提示
返回下面记录中含有字符串“rooftop”的每一行，一行不漏地照录。匹配时区分大小写。

本题材料
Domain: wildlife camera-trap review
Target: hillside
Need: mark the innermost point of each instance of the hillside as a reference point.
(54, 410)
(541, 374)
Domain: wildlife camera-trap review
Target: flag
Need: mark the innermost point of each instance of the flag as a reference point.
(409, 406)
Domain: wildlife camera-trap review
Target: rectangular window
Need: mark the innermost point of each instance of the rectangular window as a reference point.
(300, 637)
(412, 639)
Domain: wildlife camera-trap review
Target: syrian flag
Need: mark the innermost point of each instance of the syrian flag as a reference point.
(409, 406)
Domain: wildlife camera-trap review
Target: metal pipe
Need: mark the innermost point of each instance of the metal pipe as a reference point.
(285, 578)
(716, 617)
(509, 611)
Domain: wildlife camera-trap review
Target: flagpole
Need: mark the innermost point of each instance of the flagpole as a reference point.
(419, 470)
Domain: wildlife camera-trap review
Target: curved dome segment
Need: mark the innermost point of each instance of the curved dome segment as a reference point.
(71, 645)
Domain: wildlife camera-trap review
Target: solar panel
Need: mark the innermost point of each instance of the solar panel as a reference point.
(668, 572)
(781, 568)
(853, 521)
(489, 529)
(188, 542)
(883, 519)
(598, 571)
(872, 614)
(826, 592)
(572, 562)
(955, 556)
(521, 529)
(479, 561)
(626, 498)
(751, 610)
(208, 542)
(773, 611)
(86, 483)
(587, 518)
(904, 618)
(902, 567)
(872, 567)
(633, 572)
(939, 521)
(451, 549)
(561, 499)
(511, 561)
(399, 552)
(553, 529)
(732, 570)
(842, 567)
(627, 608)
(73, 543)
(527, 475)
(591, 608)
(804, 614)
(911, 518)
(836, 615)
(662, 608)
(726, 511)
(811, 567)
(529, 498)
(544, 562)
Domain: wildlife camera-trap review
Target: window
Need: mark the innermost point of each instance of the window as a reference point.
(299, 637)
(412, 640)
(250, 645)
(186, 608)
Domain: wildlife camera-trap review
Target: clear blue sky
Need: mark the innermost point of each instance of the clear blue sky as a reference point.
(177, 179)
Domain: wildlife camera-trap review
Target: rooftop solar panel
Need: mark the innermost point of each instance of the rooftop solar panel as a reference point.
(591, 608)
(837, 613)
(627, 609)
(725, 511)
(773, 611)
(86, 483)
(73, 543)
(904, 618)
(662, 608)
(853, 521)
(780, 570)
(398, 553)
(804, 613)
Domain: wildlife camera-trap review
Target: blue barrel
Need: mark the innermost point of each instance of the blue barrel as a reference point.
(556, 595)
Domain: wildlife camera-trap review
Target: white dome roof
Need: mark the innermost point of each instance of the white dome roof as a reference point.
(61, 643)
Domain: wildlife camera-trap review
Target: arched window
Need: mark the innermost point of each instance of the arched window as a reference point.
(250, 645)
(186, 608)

书面回复
Target: rooftop solar panel
Need: mark the innermost point of each instance of the rooftop solar panel as a reference point.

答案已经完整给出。